- _Trecho citado_
------------------------------------------------------------------------

I.
Tratar de gênero literário nos dias de hoje, visto as relativizações e complexidades que o século XX trouxe, não me parece tarefa fácil, uma vez que qualquer tentativa de sistematização rigorosa sempre acaba ocasionando um – vamos dizer – transbordamento de conceito. Não por acaso, termos como prosa poética e poesia em prosa são criados para atender a uma demanda e dar conta de determinadas obras problematizadoras como Macunaíma, de Mário de Andrade ou Grande sertão: veredas, de Guimarães Rosa, apenas para citar exemplos brasileiros.
Consciente do problema e disposto a assumi-lo, pretendo neste trabalho analisar dois contos do ficcionista carioca Victor Giudice à luz da teoria de Tzvetan Todorov acerca da literatura fantástica.
Se faz necessário esclarecer que não pretendo, especificamente, me debruçar sobre interpretações e leituras dos contos, embora muitas vezes seja necessário e interessante para o estudo, mas sim constatar a presença, ou dissidências, de elementos que aproximem os contos de Victor da literatura considerada fantástica.
É importante ressaltar também, antes de qualquer avanço, que muito embora eu faça uso e esteja de acordo com muitos aspectos da teoria e metodologia estruturalista de Todorov, cujos avanços ao estudo da literatura são inegáveis, outros – o olhar objetivo sobre a obra literária, por exemplo – me parecem questionáveis e, até mesmo, superados na discussão contemporânea que diz respeito ao texto.
II.
Mas deixando essas questões de lado, até porque não me interessam para o presente estudo, quero dedicar esta parte de minhas reflexões para tentar elucidar e responder questões teóricas pertinentes ao gênero do fantástico.

------------------------------------------------------------------------

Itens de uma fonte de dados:
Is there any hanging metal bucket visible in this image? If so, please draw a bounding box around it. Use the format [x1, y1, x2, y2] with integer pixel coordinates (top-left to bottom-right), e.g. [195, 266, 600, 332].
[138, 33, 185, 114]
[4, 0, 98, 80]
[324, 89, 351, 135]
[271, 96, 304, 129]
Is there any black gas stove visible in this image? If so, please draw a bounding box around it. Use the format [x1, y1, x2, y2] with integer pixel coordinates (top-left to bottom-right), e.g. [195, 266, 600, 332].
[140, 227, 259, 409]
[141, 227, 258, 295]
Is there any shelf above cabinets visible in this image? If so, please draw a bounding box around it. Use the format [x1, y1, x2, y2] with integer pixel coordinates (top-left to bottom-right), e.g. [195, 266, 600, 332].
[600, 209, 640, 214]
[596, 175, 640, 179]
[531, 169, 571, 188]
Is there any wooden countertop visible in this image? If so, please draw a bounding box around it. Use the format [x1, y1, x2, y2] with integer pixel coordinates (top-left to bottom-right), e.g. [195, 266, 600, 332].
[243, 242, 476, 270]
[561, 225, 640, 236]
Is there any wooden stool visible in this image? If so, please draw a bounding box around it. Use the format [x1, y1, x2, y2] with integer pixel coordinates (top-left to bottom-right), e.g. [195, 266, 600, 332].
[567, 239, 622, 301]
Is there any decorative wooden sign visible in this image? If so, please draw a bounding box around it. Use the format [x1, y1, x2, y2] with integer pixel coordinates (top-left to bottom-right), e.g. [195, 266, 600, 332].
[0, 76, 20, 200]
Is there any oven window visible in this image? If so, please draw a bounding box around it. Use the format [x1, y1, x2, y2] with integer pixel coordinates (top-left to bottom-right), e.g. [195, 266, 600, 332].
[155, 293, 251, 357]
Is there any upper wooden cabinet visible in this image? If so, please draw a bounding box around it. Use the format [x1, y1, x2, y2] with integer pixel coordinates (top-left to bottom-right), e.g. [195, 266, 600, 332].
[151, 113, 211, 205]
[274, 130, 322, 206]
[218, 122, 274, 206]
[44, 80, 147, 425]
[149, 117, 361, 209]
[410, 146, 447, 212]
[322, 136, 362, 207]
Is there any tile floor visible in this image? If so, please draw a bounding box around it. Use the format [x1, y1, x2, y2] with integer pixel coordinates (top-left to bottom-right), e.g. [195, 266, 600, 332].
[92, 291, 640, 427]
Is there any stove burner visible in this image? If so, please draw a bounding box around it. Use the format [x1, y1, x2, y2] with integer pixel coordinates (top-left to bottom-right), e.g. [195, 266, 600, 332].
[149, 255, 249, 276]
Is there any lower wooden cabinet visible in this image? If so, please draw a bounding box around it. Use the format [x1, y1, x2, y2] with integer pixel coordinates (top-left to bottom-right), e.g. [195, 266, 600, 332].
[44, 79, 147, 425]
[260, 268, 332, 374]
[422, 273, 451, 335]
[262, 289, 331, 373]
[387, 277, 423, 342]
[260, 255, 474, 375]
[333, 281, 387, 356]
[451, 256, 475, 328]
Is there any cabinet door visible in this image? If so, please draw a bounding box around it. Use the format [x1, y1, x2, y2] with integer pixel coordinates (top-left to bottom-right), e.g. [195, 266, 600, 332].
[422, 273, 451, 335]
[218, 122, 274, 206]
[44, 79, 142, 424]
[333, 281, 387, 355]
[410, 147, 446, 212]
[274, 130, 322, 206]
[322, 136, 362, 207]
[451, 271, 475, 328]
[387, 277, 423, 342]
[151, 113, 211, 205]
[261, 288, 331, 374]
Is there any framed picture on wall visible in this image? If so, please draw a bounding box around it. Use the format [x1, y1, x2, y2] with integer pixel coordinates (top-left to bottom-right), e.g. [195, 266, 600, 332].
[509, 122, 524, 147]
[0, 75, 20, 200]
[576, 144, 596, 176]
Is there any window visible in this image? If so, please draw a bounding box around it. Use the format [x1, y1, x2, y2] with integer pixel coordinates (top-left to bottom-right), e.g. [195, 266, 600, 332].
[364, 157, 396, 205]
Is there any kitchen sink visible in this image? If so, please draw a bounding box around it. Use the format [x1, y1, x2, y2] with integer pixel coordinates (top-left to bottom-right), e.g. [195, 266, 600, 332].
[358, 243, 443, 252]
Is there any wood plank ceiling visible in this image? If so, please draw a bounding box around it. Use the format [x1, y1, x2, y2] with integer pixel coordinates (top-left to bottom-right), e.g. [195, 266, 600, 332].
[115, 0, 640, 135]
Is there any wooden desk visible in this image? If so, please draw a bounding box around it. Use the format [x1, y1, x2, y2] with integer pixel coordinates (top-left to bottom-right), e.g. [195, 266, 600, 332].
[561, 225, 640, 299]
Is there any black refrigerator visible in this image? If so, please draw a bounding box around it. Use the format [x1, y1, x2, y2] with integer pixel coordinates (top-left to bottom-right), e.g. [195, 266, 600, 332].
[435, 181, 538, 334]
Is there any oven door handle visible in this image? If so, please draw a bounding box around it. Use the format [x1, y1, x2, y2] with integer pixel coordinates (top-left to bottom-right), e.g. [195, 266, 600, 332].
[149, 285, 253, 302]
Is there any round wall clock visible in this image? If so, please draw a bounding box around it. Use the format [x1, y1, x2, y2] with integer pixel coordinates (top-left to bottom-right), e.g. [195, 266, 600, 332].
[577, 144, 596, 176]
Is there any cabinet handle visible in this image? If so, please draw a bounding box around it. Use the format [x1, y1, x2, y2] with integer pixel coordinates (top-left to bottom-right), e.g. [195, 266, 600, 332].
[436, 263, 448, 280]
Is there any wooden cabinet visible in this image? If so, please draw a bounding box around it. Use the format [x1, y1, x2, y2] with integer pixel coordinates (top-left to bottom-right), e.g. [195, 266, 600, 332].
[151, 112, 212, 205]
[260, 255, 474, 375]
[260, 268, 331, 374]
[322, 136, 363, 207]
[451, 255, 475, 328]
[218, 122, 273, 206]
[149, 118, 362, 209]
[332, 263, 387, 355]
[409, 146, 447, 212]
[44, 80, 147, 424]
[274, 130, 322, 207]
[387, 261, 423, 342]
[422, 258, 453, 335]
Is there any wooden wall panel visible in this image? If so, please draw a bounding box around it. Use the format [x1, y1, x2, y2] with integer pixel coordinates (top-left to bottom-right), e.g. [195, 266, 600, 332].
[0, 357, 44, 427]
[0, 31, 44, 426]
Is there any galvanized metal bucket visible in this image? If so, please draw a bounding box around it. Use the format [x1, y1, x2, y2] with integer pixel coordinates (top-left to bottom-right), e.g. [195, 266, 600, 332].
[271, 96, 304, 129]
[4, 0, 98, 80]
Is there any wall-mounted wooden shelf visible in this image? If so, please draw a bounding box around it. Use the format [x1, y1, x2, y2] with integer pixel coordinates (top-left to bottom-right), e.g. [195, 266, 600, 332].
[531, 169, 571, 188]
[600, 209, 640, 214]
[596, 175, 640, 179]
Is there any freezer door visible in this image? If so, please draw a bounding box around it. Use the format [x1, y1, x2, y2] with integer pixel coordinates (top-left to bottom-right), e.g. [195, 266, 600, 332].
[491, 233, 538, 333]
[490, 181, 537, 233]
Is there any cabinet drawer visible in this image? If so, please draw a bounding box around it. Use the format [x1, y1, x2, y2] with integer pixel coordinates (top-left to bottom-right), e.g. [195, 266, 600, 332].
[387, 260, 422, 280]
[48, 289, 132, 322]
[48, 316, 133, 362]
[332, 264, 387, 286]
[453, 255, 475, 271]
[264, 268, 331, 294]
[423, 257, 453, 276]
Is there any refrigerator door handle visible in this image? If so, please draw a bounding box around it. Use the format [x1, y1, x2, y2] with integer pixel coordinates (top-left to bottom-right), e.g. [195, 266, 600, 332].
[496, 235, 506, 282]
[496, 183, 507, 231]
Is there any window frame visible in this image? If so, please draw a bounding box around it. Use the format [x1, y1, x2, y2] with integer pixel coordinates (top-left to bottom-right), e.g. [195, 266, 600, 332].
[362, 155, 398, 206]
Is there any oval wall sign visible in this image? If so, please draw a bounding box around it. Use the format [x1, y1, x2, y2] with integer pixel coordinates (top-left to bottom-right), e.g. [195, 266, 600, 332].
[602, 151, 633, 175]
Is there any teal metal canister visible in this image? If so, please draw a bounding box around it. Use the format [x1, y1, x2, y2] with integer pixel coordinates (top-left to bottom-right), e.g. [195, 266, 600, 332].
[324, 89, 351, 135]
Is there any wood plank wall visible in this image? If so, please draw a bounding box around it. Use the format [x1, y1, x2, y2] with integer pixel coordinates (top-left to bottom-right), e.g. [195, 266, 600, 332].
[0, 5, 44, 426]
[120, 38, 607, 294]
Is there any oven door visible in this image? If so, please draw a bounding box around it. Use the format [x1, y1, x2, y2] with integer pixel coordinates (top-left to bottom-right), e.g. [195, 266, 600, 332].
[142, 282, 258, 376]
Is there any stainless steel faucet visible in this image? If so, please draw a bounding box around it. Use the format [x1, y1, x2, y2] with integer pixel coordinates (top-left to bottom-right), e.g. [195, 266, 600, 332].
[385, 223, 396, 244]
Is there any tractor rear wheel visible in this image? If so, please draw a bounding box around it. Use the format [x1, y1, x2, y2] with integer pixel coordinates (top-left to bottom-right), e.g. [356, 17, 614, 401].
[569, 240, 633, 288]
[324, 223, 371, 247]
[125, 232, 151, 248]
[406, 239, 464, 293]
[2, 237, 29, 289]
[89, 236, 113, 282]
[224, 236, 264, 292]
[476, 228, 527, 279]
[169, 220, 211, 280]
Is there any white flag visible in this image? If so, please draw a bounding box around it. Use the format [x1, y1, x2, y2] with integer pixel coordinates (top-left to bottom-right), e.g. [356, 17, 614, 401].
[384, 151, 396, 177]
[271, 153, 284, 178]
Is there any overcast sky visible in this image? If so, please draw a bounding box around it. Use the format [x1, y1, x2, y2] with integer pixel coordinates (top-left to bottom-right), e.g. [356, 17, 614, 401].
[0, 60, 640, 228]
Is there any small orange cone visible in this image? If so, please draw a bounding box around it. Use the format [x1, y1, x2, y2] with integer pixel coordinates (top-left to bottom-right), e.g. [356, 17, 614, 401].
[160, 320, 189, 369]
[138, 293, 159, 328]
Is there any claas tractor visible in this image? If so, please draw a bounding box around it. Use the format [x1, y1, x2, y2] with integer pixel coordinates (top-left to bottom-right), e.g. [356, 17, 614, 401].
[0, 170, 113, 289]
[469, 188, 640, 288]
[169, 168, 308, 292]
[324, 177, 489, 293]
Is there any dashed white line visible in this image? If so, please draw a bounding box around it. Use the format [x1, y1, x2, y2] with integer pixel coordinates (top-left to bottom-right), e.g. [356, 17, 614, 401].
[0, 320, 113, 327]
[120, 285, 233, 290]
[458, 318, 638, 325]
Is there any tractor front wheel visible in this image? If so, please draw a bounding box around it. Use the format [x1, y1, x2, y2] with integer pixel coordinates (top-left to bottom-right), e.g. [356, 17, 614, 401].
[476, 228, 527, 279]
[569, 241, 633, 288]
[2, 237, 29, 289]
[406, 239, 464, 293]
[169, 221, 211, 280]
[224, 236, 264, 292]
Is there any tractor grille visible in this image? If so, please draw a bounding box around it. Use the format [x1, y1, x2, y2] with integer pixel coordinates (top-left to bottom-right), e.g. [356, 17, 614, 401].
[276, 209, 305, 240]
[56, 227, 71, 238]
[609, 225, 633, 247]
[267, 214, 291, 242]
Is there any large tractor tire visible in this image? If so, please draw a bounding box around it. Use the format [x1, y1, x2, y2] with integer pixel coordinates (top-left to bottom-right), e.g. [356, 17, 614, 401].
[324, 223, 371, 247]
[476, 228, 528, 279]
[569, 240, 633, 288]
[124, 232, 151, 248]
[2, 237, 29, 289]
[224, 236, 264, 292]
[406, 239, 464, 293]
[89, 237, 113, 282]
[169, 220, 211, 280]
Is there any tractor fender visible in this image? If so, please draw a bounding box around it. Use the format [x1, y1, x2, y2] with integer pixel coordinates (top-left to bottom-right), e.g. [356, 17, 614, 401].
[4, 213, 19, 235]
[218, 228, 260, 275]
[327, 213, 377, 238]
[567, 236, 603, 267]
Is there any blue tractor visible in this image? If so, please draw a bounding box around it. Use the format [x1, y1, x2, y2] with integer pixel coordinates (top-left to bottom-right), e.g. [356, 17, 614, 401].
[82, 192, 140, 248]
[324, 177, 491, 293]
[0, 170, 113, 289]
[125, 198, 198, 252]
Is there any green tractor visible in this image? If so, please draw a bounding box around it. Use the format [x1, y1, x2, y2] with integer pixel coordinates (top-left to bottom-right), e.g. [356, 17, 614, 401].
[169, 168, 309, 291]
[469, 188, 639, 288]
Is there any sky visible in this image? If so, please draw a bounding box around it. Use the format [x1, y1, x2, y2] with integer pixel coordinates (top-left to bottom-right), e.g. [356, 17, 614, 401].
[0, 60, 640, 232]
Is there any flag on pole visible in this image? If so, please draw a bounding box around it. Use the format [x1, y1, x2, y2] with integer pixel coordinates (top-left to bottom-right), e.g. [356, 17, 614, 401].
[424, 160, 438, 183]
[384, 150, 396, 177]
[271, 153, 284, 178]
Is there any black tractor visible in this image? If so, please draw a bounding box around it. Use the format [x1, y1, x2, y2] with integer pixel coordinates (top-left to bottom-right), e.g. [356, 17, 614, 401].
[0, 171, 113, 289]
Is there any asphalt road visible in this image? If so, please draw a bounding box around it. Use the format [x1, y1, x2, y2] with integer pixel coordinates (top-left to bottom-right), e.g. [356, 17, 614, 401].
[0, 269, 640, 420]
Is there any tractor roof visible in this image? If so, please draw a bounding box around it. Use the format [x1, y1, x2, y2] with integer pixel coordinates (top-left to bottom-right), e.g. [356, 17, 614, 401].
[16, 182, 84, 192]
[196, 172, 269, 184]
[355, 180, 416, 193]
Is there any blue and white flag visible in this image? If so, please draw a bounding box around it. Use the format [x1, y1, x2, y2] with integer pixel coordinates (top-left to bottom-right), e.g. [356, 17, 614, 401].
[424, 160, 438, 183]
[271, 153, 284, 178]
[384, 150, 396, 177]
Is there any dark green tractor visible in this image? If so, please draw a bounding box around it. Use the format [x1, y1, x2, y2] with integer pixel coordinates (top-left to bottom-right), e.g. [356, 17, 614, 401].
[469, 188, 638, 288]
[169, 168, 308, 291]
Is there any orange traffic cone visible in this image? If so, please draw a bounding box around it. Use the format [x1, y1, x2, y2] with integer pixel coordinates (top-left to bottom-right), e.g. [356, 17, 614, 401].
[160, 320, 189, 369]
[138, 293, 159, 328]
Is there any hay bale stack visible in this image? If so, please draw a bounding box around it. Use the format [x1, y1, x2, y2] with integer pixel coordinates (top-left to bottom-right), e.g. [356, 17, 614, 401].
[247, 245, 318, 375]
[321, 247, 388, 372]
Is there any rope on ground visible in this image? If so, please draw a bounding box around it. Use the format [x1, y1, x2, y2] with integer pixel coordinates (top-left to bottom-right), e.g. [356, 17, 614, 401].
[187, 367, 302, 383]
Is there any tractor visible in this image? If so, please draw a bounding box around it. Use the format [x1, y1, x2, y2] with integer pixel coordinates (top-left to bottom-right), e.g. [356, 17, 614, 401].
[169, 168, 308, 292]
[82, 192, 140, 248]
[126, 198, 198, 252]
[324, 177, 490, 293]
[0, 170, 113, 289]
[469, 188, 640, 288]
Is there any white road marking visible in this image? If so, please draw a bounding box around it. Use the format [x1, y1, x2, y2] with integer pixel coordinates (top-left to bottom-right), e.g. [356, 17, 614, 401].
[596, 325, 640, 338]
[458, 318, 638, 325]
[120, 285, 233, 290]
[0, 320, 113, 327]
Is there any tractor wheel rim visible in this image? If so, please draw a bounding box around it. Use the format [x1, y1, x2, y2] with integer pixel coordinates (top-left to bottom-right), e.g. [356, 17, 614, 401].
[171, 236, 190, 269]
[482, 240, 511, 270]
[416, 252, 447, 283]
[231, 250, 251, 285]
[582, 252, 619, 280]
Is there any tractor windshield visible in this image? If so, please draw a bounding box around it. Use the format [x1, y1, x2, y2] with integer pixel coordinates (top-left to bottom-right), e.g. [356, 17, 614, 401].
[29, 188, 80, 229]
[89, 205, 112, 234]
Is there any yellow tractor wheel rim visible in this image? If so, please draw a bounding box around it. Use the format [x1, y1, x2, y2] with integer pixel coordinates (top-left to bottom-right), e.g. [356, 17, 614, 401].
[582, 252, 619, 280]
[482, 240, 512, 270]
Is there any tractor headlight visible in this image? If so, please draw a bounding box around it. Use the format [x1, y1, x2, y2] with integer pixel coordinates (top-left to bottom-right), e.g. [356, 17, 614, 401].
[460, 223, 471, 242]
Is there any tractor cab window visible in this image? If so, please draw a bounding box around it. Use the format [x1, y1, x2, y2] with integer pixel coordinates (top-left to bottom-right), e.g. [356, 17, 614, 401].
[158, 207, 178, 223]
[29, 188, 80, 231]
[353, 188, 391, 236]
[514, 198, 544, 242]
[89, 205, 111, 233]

------------------------------------------------------------------------

- _Tarefas do exercício_
a) Segundo o trecho citado, à luz de qual teoria se pretende analisar dois contos de Victor Giudice?
b) Repita fielmente uma parte do trecho citado, começando nas palavras "Se faz necessário" e parando depois de "respeito ao texto.".

- _Resultados por tarefa_
a) À luz da teoria de Tzvetan Todorov acerca da literatura fantástica.

b)
Se faz necessário esclarecer que não pretendo, especificamente, me debruçar sobre interpretações e leituras dos contos, embora muitas vezes seja necessário e interessante para o estudo, mas sim constatar a presença, ou dissidências, de elementos que aproximem os contos de Victor da literatura considerada fantástica.
É importante ressaltar também, antes de qualquer avanço, que muito embora eu faça uso e esteja de acordo com muitos aspectos da teoria e metodologia estruturalista de Todorov, cujos avanços ao estudo da literatura são inegáveis, outros – o olhar objetivo sobre a obra literária, por exemplo – me parecem questionáveis e, até mesmo, superados na discussão contemporânea que diz respeito ao texto.